- Records shown -
·····

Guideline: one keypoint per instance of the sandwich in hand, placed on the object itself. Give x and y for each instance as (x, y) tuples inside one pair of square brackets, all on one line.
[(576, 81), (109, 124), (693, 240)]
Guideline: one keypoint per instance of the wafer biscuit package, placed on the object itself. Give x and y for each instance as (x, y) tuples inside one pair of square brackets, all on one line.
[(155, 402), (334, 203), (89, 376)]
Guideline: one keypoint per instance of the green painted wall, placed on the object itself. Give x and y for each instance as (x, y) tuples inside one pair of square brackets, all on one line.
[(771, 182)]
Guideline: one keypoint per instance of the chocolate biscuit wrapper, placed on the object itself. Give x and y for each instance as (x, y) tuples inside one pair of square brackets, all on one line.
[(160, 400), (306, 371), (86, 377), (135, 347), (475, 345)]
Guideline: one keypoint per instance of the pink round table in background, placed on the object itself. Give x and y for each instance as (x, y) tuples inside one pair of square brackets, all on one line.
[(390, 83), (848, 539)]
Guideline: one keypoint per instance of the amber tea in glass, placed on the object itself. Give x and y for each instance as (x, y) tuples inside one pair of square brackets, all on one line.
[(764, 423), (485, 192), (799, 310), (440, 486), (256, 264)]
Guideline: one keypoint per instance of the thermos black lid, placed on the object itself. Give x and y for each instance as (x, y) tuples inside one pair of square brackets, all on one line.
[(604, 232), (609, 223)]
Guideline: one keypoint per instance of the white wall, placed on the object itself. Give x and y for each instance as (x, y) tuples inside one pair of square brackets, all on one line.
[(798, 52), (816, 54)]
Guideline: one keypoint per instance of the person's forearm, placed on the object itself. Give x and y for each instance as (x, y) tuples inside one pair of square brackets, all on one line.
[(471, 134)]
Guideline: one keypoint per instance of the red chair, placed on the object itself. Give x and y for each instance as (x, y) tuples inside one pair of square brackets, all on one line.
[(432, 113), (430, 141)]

·····

- What is needed -
Repeat all of the records exactly.

- Problem solution -
Guideline: one keypoint per instance of the sandwich in hand, placed on the object itself. Give x and y for each instance as (x, y) tuples inside one pair of square brackets, all on one line.
[(576, 81), (109, 124), (693, 240)]
Guideline: one keypoint per instance of the wafer biscuit package, placed on the object itself. Give x and y for each instance as (x, y) tuples inside one pair of square brackets, all on one line.
[(155, 402), (334, 203), (89, 376)]
Guideline: one keypoint per instance of the green painted wall, placed on the object itself. Give x and y for each instance as (x, y) tuples inside one pair of square brackets, all on one line.
[(771, 182)]
Guideline: one keypoint per instance of the chocolate biscuit wrapper, placed on the object itself. Give x and y for each instance as (x, y) tuples inside one pair of square brackets, all on one line.
[(160, 400), (306, 371), (86, 377), (135, 347), (475, 345)]
Guideline: one keypoint per instance of the pink round table in background, placed on the object itself. Give x and y for each instance as (x, y) tuples inside one pair of square brackets, all on one line.
[(390, 83), (848, 539)]
Guideline: one keypoint per instance of the amber tea in glass, placed on the object itself. Give x and y for each instance as (x, y) tuples inside one pair of square brackets, all on one line.
[(764, 423), (485, 192), (799, 310), (440, 486), (256, 264)]
Guideline: one keypoint per instance of the thermos black lid, placed on the object itself. Give x and y for each instance as (x, y) tuples inside one pair of square brackets, all on one line.
[(604, 232), (609, 223)]
Guideline: one keypoint per instance of the white wall, placed on the object itself. Give x and y for each instance as (x, y) tuples inside one pair of square brackets, all on one line.
[(798, 52), (816, 54)]
Guideline: one keypoint per instance of the person's forearm, placed on the object itself. Give x and y for each instance as (x, y) tuples inside one pair of square brackets, all on one line.
[(471, 134)]
Guideline: one keypoint per instance of the red chair, placed on the object itself. Give x and y for each instance as (x, y) tuples inside one pair of square brackets, all on one line.
[(432, 113), (430, 141)]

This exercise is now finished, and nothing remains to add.